● **The request**: Tally the lines in the records below that contain the string "frame", counting only matches with the same uppercase and lowercase letters. Reply with the number alone.

● **Recorded data**:
..........
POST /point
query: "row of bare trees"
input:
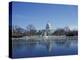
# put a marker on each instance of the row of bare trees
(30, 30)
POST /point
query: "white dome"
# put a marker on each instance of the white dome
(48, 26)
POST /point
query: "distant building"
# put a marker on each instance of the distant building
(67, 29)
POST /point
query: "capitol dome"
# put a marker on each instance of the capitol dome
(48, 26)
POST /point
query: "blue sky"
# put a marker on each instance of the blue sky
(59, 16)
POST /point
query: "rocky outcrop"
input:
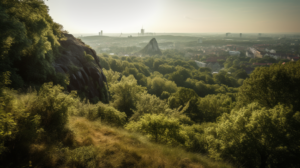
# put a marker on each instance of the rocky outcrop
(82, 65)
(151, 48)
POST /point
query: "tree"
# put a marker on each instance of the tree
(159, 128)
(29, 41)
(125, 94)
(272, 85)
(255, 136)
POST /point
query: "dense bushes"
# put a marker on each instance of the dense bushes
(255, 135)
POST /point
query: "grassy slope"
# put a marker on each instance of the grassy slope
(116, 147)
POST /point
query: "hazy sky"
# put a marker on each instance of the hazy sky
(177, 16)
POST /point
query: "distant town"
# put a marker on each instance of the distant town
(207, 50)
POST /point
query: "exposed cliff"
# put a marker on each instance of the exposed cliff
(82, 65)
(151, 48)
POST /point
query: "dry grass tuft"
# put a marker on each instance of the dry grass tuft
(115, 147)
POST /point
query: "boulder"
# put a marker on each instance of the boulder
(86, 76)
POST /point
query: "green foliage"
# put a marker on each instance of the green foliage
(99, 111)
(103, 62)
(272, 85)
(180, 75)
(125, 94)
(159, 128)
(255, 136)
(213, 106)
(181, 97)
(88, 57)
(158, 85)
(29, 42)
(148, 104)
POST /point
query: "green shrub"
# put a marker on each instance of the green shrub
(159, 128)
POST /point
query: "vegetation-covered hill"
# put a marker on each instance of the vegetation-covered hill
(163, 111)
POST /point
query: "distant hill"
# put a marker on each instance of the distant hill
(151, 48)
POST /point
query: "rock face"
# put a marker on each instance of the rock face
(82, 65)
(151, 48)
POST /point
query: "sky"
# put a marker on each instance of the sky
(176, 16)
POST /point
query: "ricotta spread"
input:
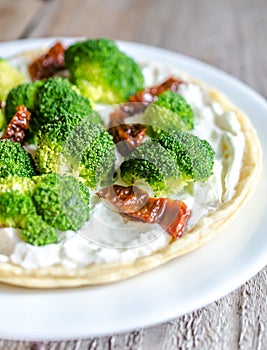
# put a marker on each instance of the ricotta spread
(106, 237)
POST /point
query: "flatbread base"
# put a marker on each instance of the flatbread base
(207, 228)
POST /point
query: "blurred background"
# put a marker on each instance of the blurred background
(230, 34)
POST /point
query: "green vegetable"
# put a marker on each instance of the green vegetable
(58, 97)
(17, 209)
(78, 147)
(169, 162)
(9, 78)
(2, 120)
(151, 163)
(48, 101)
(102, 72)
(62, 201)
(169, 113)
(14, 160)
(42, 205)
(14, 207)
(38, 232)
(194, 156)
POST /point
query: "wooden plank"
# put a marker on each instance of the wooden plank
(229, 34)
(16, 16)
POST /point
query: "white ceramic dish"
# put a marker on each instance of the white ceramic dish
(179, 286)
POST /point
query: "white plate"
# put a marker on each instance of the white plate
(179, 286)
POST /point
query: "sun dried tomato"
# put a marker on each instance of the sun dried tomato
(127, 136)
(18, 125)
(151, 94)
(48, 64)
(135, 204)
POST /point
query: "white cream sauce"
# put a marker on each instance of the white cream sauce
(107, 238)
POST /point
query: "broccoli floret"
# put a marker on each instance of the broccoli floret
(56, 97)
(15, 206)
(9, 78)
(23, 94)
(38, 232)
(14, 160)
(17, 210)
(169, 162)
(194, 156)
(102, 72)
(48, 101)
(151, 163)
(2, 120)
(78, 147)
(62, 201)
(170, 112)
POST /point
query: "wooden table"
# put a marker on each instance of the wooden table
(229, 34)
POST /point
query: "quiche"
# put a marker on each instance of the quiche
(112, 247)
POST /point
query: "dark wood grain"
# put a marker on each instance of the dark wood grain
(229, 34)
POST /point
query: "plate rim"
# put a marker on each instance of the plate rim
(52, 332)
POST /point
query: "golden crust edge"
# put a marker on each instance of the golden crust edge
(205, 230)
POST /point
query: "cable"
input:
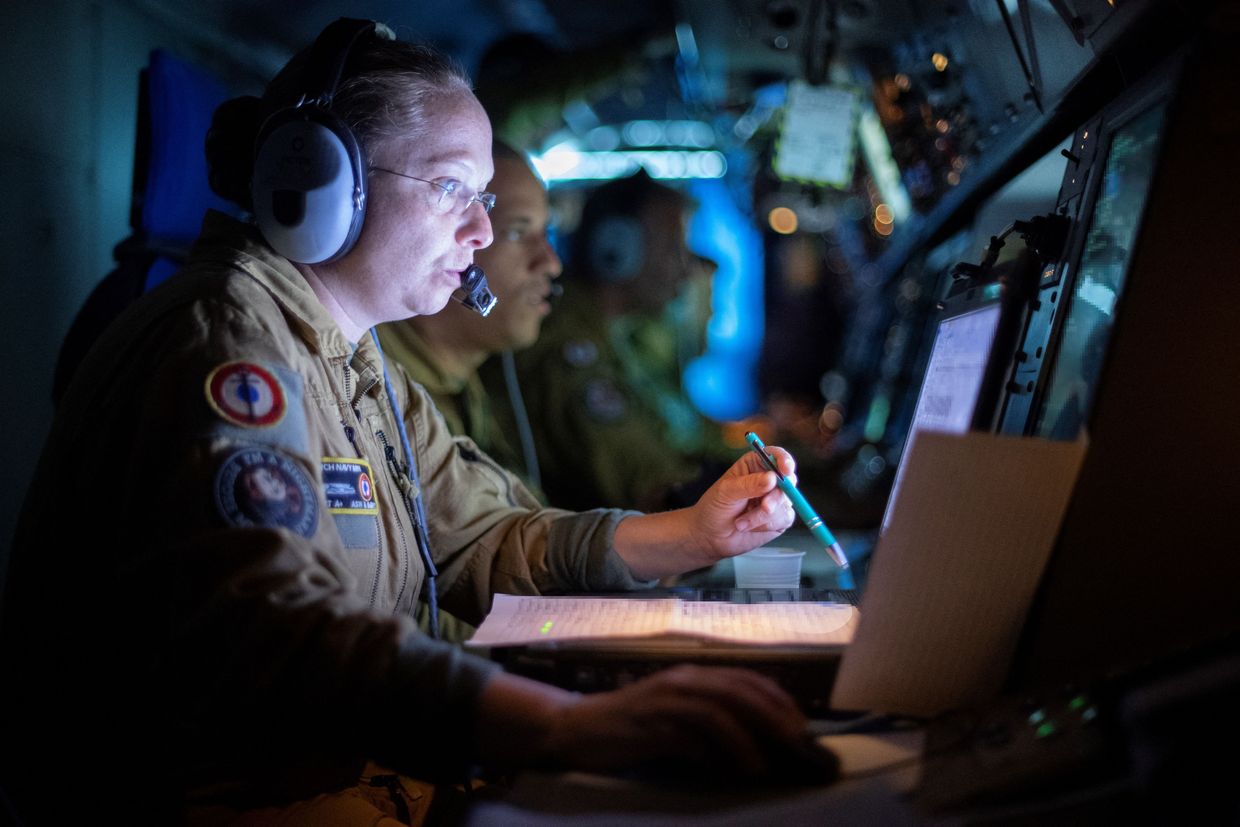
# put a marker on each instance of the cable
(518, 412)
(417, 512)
..........
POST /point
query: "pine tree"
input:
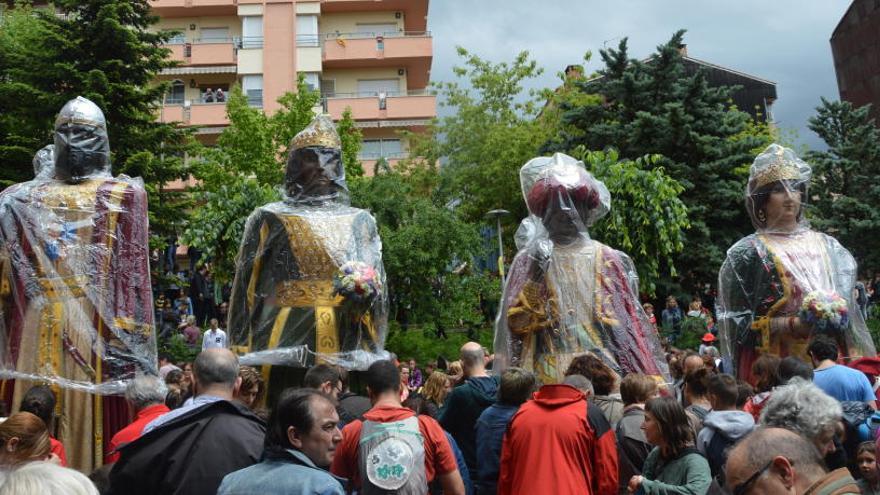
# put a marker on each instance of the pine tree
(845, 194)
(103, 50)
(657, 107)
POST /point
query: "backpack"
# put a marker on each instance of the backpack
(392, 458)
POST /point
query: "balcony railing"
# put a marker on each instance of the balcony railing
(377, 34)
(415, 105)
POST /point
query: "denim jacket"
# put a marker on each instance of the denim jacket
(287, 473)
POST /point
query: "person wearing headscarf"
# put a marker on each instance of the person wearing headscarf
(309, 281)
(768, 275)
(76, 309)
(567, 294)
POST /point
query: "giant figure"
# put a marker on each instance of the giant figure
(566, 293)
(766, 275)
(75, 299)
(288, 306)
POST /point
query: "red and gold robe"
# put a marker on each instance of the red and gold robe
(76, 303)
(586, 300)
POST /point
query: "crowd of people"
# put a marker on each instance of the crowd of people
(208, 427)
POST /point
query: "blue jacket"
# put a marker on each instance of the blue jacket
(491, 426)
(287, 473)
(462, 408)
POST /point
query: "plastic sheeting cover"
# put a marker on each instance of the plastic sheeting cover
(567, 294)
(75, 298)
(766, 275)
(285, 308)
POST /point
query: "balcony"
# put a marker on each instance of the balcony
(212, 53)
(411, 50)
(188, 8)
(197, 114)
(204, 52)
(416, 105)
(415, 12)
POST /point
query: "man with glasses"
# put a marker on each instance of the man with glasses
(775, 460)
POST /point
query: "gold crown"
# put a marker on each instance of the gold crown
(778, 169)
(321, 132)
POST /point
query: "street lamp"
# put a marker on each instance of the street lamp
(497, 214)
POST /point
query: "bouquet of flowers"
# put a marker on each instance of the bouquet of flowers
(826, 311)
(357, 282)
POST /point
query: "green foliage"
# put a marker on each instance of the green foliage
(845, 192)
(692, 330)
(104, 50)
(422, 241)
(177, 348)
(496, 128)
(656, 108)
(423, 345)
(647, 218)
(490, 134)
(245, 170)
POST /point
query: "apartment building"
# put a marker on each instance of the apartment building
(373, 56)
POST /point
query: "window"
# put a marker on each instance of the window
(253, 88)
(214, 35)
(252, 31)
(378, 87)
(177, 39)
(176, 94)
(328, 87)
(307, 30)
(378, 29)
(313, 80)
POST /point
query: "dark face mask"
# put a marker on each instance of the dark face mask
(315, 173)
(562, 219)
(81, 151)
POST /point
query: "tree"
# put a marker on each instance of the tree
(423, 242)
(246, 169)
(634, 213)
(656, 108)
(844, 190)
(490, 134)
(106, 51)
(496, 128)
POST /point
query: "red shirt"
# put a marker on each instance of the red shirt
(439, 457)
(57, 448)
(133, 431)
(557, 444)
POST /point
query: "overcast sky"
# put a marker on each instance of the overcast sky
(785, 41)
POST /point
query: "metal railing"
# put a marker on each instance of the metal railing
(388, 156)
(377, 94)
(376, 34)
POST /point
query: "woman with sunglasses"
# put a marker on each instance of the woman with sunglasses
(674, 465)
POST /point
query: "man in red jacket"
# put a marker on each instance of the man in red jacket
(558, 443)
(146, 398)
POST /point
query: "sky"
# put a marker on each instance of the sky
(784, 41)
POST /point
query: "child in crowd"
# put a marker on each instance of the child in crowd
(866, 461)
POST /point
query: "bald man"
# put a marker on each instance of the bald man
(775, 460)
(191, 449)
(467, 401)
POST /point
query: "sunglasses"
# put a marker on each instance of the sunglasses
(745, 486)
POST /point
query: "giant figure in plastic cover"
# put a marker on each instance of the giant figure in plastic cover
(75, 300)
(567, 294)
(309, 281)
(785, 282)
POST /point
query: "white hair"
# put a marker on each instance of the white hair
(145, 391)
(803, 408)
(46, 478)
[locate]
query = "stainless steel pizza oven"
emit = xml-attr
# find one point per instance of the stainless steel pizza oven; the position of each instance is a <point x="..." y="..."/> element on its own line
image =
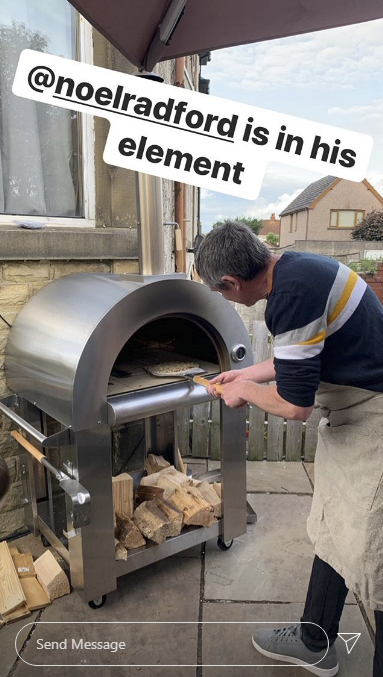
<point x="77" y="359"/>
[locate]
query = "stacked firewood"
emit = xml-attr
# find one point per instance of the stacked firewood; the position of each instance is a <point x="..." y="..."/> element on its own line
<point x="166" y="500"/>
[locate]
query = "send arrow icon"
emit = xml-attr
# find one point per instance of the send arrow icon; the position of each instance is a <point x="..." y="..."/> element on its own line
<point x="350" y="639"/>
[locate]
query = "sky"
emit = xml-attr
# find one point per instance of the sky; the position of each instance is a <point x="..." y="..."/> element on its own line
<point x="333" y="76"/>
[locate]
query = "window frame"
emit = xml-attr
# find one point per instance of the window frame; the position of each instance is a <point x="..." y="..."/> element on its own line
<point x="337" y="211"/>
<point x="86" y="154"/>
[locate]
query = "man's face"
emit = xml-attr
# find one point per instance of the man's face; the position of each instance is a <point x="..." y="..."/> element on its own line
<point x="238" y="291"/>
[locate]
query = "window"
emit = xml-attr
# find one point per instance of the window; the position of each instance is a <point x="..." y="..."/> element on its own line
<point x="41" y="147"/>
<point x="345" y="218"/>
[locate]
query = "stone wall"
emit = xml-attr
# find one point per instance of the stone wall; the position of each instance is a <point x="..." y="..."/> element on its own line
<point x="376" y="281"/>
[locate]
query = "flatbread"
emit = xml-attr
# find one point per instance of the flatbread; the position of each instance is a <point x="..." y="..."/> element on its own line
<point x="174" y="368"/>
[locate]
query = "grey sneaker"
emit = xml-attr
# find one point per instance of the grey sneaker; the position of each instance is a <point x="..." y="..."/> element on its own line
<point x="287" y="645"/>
..........
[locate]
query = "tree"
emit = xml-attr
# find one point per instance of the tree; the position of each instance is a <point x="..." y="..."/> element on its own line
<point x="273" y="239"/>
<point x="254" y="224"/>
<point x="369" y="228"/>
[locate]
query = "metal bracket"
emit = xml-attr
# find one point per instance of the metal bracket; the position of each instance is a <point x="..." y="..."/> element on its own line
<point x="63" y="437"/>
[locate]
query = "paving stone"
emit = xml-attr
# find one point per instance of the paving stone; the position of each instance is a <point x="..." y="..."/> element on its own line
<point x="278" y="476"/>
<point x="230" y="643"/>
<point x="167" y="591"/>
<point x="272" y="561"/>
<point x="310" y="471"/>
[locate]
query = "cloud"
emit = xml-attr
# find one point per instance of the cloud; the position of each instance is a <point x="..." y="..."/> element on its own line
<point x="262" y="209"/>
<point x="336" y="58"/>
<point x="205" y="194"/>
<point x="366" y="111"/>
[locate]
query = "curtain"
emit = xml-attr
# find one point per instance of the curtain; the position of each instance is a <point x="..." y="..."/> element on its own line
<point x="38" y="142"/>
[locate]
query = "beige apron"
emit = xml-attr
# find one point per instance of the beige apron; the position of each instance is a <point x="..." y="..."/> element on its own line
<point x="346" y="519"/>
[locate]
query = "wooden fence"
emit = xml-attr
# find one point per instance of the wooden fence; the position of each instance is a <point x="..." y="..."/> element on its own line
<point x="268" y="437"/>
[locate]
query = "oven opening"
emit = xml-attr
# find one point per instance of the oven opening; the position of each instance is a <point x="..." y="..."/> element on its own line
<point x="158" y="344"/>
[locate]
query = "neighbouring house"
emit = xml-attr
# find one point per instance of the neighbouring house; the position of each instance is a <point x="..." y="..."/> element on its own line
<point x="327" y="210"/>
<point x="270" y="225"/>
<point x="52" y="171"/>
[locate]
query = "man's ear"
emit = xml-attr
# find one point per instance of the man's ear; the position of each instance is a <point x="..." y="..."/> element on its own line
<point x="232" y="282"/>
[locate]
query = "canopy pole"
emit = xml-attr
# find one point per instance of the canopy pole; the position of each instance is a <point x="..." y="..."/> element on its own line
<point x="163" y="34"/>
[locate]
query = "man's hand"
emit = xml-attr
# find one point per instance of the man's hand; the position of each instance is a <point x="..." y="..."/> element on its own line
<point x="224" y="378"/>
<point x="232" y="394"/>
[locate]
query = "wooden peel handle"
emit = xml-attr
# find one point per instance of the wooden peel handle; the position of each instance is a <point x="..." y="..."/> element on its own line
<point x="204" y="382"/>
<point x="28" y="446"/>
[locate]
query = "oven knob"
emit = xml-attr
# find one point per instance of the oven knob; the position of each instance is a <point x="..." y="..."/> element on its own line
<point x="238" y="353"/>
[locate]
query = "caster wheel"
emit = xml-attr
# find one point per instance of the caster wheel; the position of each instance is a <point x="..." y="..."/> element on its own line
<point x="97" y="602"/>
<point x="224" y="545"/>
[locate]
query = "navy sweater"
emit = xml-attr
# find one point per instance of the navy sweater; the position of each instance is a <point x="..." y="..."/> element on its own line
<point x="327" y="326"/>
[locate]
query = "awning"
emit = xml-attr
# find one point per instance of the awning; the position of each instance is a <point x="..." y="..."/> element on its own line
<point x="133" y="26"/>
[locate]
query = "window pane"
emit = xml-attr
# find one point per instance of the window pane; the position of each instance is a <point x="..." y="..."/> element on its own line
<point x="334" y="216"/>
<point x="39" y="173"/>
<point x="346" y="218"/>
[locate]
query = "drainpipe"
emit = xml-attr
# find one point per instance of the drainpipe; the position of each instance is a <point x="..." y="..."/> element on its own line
..........
● **Final answer**: 2